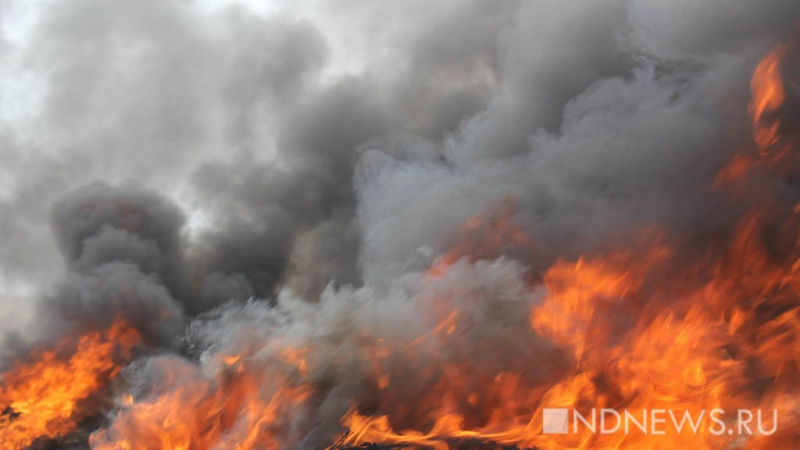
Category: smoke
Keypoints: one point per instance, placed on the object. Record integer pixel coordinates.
(297, 172)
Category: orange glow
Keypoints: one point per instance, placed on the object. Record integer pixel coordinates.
(42, 394)
(644, 327)
(769, 94)
(484, 236)
(228, 410)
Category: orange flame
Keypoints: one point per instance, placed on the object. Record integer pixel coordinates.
(42, 395)
(641, 329)
(769, 94)
(198, 412)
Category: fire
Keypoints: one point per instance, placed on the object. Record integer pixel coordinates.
(768, 97)
(42, 394)
(226, 410)
(769, 94)
(645, 329)
(641, 328)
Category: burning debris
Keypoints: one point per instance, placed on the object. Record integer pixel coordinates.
(613, 233)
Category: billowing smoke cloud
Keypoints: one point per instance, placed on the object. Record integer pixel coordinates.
(319, 161)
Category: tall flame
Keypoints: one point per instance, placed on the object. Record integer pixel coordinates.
(42, 394)
(642, 328)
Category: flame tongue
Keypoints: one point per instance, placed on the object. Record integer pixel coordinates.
(42, 394)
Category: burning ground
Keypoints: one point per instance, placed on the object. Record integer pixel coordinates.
(583, 205)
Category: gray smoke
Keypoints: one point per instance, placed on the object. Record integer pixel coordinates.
(299, 170)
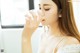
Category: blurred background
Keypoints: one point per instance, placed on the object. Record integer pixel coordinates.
(12, 21)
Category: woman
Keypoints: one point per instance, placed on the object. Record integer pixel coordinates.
(62, 32)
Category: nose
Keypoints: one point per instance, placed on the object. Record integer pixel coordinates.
(42, 13)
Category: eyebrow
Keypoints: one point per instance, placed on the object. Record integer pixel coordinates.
(45, 5)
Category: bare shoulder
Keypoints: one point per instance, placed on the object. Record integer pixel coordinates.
(72, 40)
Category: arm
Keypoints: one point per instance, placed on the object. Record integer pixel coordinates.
(26, 45)
(29, 28)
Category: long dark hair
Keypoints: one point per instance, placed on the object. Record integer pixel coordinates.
(66, 22)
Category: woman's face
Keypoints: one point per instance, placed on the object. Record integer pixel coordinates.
(49, 10)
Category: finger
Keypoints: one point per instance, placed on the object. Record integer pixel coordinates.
(34, 15)
(39, 16)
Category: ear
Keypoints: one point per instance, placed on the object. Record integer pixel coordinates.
(60, 13)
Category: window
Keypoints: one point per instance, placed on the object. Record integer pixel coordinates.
(13, 11)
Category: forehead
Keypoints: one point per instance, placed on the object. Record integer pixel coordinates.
(46, 2)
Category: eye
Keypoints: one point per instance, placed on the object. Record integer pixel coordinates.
(47, 9)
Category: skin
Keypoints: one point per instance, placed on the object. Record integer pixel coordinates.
(50, 15)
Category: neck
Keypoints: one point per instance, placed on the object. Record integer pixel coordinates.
(54, 29)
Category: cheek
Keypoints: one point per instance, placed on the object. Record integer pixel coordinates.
(52, 16)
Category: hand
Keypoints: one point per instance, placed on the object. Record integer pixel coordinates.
(32, 23)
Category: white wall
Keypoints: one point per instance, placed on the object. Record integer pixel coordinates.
(12, 40)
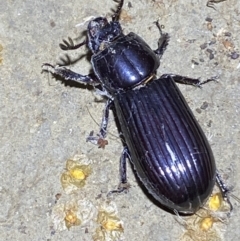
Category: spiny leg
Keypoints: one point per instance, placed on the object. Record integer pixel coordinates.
(67, 74)
(186, 80)
(224, 190)
(123, 185)
(99, 138)
(116, 14)
(162, 42)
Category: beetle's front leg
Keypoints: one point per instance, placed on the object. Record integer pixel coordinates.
(189, 81)
(99, 139)
(67, 74)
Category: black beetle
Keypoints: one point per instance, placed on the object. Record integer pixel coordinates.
(166, 145)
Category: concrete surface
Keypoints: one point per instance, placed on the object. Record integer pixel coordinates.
(44, 123)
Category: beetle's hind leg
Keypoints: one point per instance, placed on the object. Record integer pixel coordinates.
(224, 190)
(162, 42)
(188, 81)
(67, 74)
(99, 139)
(123, 185)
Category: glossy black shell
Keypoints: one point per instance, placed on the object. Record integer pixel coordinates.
(168, 148)
(126, 62)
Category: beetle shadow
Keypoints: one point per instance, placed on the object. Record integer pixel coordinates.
(140, 183)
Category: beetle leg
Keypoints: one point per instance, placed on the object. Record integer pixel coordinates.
(224, 190)
(123, 186)
(99, 139)
(69, 45)
(189, 81)
(162, 42)
(67, 74)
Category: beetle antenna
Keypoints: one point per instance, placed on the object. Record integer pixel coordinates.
(116, 13)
• • •
• PROMPT
The records above are to be reproduced exactly; the pictures are to be left out.

• CORRECT ANSWER
Category: smoke
Keypoints: one point per instance, placed on the object. Record integer pixel coordinates.
(297, 172)
Category: orange glow
Keypoints: one point per instance, placed on the object. Record integer pixel coordinates.
(42, 394)
(644, 327)
(769, 94)
(484, 236)
(228, 410)
Category: orange flame
Keypoints: one point per instance, placed on the object. Record integer pixel coordinates.
(42, 395)
(641, 329)
(769, 94)
(198, 412)
Category: fire
Keypoints: one point per instance, placed on the object. Record integer pixel coordinates.
(768, 97)
(42, 394)
(226, 410)
(769, 94)
(645, 329)
(641, 328)
Category: burning debris
Keypoints: one point per instance, placed on the object. Record integer pixel coordinates.
(613, 233)
Category: billowing smoke cloud
Keypoints: one point per instance, placed on the object. Record integer pixel coordinates.
(319, 161)
Category: tall flame
Keypoints: one point per instance, placed on the object. Record integer pixel coordinates.
(42, 394)
(642, 328)
Category: flame tongue
Keypoints: one point per instance, placed on the object. Record integer pixel coordinates.
(42, 394)
Category: burning ground
Keypoints: one point per instance, placed on the object. Record integer pixel coordinates.
(583, 205)
Category: gray smoke
Keypoints: one point per instance, placed on the object. Record integer pixel coordinates.
(299, 170)
Category: blurred background
Keypoints: one point per instance, placed on the object. Record integer pixel coordinates.
(12, 21)
Category: woman
Keypoints: one point per instance, placed on the object. Record integer pixel coordinates.
(62, 32)
Category: nose
Keypoints: one point per instance, placed on the object. Record integer pixel coordinates.
(42, 13)
Category: eyebrow
Keypoints: one point per instance, placed on the object. Record integer pixel coordinates.
(45, 5)
Category: bare shoulder
Keypoints: one point per instance, placed on the object. Record integer pixel coordinates.
(72, 40)
Category: arm
Keypoints: one point per instance, placed on the object. Record integer pixel coordinates.
(26, 45)
(29, 28)
Category: long dark hair
Keypoints: one point per instance, placed on the object. Record integer pixel coordinates.
(66, 22)
Category: woman's face
Keypoints: one point per instance, placed on the object. Record integer pixel coordinates.
(49, 10)
Category: finger
Keypoints: one point per instance, placed on the object. Record integer pixel coordinates.
(34, 15)
(39, 16)
Category: ear
Keypoints: one point per instance, placed on the object. Record integer pixel coordinates.
(60, 13)
Category: window
Keypoints: one point per instance, placed on the object. Record integer pixel coordinates.
(13, 11)
Category: forehead
Keypoints: one point per instance, placed on the object. Record integer pixel coordinates.
(46, 2)
Category: eye
Keypoints: one point per instance, placed on the object. Record integer pixel coordinates.
(47, 9)
Category: skin
Keypoints: one point per instance, placed on the object. Record integer pixel coordinates.
(50, 15)
Category: neck
Keypoints: one point per instance, placed on the object. Record integer pixel coordinates.
(54, 29)
Category: cheek
Keypoints: one point per instance, placed on the object. Record integer pixel coordinates.
(52, 16)
Category: hand
Keypoints: one point per instance, placed on the object. Record integer pixel coordinates.
(32, 23)
Category: white wall
Keypoints: one point per instance, placed on the object. Record integer pixel coordinates.
(12, 40)
Category: spiny leg
Keypoints: one point per instance, placed on the object. Record integer pixel coordinates.
(67, 74)
(186, 80)
(224, 190)
(123, 185)
(99, 138)
(116, 14)
(162, 42)
Category: beetle's front leg
Keypoints: one point per instance, placed on the object. Record integer pixel coordinates.
(189, 81)
(99, 139)
(67, 74)
Category: black beetle
Keypoints: one point per instance, placed on the object. Record integer pixel coordinates.
(166, 145)
Category: concrete surface
Keypoints: one point per instance, placed on the object. Record integer pixel coordinates.
(44, 123)
Category: beetle's hind leg
Keypoints: one point per instance, placed on the object. Record integer pixel coordinates.
(224, 190)
(162, 42)
(188, 81)
(67, 74)
(99, 139)
(123, 185)
Category: glossy black shell
Keypoints: one point per instance, placed on the object. Record integer pixel coordinates.
(168, 148)
(126, 62)
Category: beetle shadow
Keypoints: one point per instance, placed on the object. Record integer pixel coordinates.
(140, 183)
Category: beetle leg
Keypoints: one point per instance, placed on the object. Record integer pixel coordinates.
(224, 190)
(123, 186)
(99, 139)
(69, 45)
(189, 81)
(162, 42)
(67, 74)
Category: beetle antenna
Keypoints: one point per instance, placed on the object. Record integer pixel coordinates.
(116, 13)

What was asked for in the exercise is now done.